Work to complete
Look below for the line that has "column 329, row 389". Set down the lines from there through the line that has "Where can you see the chairlift", exactly as written.

Data excerpts
BEGIN
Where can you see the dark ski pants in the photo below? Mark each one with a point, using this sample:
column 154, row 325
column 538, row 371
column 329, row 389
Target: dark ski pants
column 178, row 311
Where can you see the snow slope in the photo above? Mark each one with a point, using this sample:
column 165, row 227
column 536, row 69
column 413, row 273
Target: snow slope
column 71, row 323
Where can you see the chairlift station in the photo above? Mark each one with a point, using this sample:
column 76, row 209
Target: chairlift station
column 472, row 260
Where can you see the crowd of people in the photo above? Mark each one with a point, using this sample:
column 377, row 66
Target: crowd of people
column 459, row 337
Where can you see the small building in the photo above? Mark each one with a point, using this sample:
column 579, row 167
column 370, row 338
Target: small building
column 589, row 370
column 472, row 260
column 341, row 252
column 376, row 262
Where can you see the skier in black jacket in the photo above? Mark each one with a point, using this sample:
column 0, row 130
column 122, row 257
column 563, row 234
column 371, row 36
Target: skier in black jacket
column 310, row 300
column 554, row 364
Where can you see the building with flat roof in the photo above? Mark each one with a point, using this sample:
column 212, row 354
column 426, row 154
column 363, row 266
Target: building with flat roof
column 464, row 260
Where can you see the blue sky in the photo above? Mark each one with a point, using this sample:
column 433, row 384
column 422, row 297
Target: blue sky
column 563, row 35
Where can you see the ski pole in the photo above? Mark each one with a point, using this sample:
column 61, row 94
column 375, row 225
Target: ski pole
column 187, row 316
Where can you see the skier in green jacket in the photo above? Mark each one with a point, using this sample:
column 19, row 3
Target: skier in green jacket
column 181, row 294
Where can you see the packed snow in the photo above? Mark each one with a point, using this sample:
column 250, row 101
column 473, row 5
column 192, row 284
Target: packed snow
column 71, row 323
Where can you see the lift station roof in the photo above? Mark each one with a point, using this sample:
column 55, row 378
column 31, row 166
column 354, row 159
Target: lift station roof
END
Task solution
column 329, row 389
Target: dark ski pants
column 178, row 311
Where can you see the snow slope in the photo above? Mark each one with a point, using this sample:
column 165, row 227
column 536, row 69
column 413, row 273
Target: snow slope
column 71, row 323
Where can you see the chairlift station in the photo above? Mark each one with a point, using this sample:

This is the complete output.